#### [Extract to read]

┄┄┄┄┄┄┄┄┄┄┄┄┄┄┄┄┄┄┄┄

CUBA
NEWS
The
Miami Herald
Roots revival: Punto guajiro makes
a comeback
By Fabiola Santiago, fsantiago@herald.com.
Posted on Sun, Feb. 15, 2004
Long exiled and nostalgic for her lost
homeland like many of her Cuban friends,
Ileana Comas dressed her palm-swept Pinecrest
backyard in all the trimmings of a Cuban
celebration.
A pit-roasted pig sprawled on an oversized
tray. Black beans perfectly cuajaditos,
pressure-cooked to the right density, and
accompanied by heaps of yuca smothered in
garlicky mojo sauce.
Comas pronounced her gathering ''un guateque
cubano,'' a party typical of the Cuban countryside,
and as an eclipse of the moon hung over
the starlit sky, a trio of musicians in
linen guayaberas strolled in.
To the repetitive rhythmic beat of a Spanish
lute called a laúd, the singers,
Juan Antonio Díaz Pérez and
Asael ''Candelita'' Díaz, began belting
out décimas, poetic verses crafted
on the spot.
The singers are interpreters of punto guajiro,
the traditional music of Cuban peasants
from the western and central provinces of
the island -- a genre making a comeback
from Coral Gables to Homestead as exiles
yearning for the flavors of old Cuba hire
the musicians to entertain at their gatherings.
''I wanted the party to feel as authentically
Cuban as possible,'' says Comas, the daughter
of the late famous rumba dancer Ofelia Payá.
And there's nothing more Cuban grassroots
than punto guajiro.
The ''poets,'' as these singers are called,
evoke with rhyme images of beloved island
landmarks -- the unique hillocks of Pinar
del Río, the gorgeously deep caves
of Bellamar and the Valley of Yumurí
in Matanzas, the Escambray mountain range
in Las Villas.
They engage each other in a humorous poetic
duel -- known as la controversia, the controversy
-- about all sorts of topics, from which
Cuban province is the more beautiful to
who can craft the more metaphoric verse.
ON THE SPOT
The audience then calls out to the singers
''el pie forzado,'' a topic from which the
poets construct more verse on the spot.
''It's not easy -- the improvisator has
to have an agile mind,'' says Candelita,
60, nicknamed ''Little Spark'' for his quick
wit, short height and gutsy disposition.
He's from Las Villas and started singing
when he was 11 to overcome stuttering. Recognized
as a gifted performer, he moved to Havana
in 1964 to sing punto guajiro on the television
program Palmas y Caña. But he ended
up in prison for three years after he threw
leaflets from Havana balconies denouncing
the 1989 trial and execution of Gen. Arnaldo
Ochoa as a political farce.

┄┄┄┄┄┄┄┄┄┄┄┄┄┄┄┄┄┄┄┄

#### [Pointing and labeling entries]

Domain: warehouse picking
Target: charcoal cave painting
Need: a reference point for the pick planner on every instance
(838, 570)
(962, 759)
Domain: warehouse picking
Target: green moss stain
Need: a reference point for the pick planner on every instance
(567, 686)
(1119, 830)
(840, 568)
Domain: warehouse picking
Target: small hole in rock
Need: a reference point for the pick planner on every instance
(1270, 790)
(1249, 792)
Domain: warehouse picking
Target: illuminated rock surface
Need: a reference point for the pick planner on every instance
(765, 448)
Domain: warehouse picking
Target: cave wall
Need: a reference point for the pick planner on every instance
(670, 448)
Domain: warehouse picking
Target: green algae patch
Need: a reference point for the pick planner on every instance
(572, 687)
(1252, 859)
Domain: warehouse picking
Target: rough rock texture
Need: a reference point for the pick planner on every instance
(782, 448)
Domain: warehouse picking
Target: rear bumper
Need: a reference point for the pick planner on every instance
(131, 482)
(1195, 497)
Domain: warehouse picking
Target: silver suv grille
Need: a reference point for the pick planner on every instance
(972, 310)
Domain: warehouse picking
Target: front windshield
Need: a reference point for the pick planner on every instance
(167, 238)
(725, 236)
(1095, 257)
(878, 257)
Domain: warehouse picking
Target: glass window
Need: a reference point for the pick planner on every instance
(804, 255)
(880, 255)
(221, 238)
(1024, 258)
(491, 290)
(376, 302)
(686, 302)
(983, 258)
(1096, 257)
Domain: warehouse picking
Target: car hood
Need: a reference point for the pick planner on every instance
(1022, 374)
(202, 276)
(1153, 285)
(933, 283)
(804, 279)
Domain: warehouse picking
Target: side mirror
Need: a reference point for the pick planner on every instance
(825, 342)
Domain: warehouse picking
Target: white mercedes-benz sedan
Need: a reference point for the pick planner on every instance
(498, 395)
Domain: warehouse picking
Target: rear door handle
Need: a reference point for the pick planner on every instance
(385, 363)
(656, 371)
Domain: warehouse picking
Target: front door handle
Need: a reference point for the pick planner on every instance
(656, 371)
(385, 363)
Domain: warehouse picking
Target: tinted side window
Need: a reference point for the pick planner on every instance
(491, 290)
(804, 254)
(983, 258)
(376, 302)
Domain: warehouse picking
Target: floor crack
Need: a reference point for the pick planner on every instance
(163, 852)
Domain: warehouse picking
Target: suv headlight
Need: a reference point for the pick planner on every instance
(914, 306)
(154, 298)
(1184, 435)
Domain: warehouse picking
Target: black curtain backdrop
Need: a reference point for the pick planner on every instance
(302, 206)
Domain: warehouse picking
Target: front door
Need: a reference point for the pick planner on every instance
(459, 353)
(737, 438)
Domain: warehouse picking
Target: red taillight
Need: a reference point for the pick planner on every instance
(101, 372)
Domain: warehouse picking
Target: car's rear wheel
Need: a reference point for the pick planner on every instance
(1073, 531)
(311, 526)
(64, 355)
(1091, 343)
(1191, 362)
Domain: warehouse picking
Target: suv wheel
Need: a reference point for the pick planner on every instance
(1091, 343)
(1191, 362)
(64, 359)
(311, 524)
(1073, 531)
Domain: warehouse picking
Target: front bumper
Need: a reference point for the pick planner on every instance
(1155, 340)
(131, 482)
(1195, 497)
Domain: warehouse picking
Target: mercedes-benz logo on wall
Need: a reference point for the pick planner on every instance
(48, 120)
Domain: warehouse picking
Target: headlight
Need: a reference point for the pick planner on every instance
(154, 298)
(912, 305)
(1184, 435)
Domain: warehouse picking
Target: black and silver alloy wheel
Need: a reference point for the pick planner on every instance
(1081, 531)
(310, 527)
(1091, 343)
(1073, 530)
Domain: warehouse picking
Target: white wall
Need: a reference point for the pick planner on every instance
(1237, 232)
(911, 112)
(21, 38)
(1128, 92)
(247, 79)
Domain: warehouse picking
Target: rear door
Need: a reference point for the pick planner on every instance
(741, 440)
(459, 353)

┄┄┄┄┄┄┄┄┄┄┄┄┄┄┄┄┄┄┄┄

#### [Exercise instructions]
a) In the punto guajiro article, what is the Spanish lute the singers perform to called?
b) Please find every line of the records that contains the word "black", and copy each one. Case counts.
The punto guajiro article and the records have nothing to do with each other.

#### [Solution set]
a) A laúd.

b)
Target: black curtain backdrop
Target: black and silver alloy wheel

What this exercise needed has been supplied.